— GIVEN REQUEST —
Give back exactly the lines running from the line with "Question. For every instance of the green" to the end of the entries, and only those lines.

(Dataset excerpt)
·····

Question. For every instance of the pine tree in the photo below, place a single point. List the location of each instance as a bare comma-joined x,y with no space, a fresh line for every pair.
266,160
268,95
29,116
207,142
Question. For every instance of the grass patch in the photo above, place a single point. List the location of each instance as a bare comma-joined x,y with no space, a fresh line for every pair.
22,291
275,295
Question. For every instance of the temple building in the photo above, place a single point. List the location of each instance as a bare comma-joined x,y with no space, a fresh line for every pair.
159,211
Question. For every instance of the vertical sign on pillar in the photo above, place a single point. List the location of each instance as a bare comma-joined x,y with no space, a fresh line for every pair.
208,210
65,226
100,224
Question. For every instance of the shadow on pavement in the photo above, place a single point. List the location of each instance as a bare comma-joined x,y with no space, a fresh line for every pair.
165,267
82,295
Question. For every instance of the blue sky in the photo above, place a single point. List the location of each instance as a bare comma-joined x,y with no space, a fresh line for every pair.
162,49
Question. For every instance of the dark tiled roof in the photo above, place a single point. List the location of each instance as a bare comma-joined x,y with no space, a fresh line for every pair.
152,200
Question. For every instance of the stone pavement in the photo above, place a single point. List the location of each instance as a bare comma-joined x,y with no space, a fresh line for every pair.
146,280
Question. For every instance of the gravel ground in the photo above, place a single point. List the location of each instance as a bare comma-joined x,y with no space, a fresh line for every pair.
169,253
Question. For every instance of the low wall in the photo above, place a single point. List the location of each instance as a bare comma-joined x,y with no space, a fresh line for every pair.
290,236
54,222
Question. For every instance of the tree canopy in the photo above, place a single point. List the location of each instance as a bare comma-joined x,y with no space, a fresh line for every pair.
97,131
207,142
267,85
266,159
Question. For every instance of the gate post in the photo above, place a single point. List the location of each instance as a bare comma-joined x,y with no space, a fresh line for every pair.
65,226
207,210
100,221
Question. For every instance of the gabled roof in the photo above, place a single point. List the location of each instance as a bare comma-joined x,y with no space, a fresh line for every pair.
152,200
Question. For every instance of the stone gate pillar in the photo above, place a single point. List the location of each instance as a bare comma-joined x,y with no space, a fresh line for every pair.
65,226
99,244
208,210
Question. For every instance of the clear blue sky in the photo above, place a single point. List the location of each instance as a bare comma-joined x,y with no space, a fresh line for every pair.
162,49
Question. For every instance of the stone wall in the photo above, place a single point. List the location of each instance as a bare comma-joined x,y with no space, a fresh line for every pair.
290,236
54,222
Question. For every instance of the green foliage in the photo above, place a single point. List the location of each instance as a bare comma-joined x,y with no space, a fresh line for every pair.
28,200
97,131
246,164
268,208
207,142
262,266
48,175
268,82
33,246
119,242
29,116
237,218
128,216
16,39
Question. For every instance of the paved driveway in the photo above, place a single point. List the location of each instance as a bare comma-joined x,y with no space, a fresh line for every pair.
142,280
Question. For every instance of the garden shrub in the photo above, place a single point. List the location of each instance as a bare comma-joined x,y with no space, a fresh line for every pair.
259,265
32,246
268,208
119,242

·····

— RESULT FOR THIS TASK —
Question. For every instance of the green foliage in the photo above, place a single point. List the location of each instance as a bare comma-joined x,y with no space, a fresh line for every pair.
28,200
97,131
246,164
268,208
207,142
262,266
48,175
268,82
33,246
119,242
29,116
237,218
128,216
16,39
Question. For every instance of the paved driveway in the photo above, place a single point. List the location of each instance as a bare comma-joined x,y with no space, a fresh line for every pair.
142,280
Question. For every instance of the garden shrub in the photo above, place a single point. List the location of each instance as a bare comma-joined x,y with no space, a fresh line for every pair.
259,265
32,246
268,208
119,242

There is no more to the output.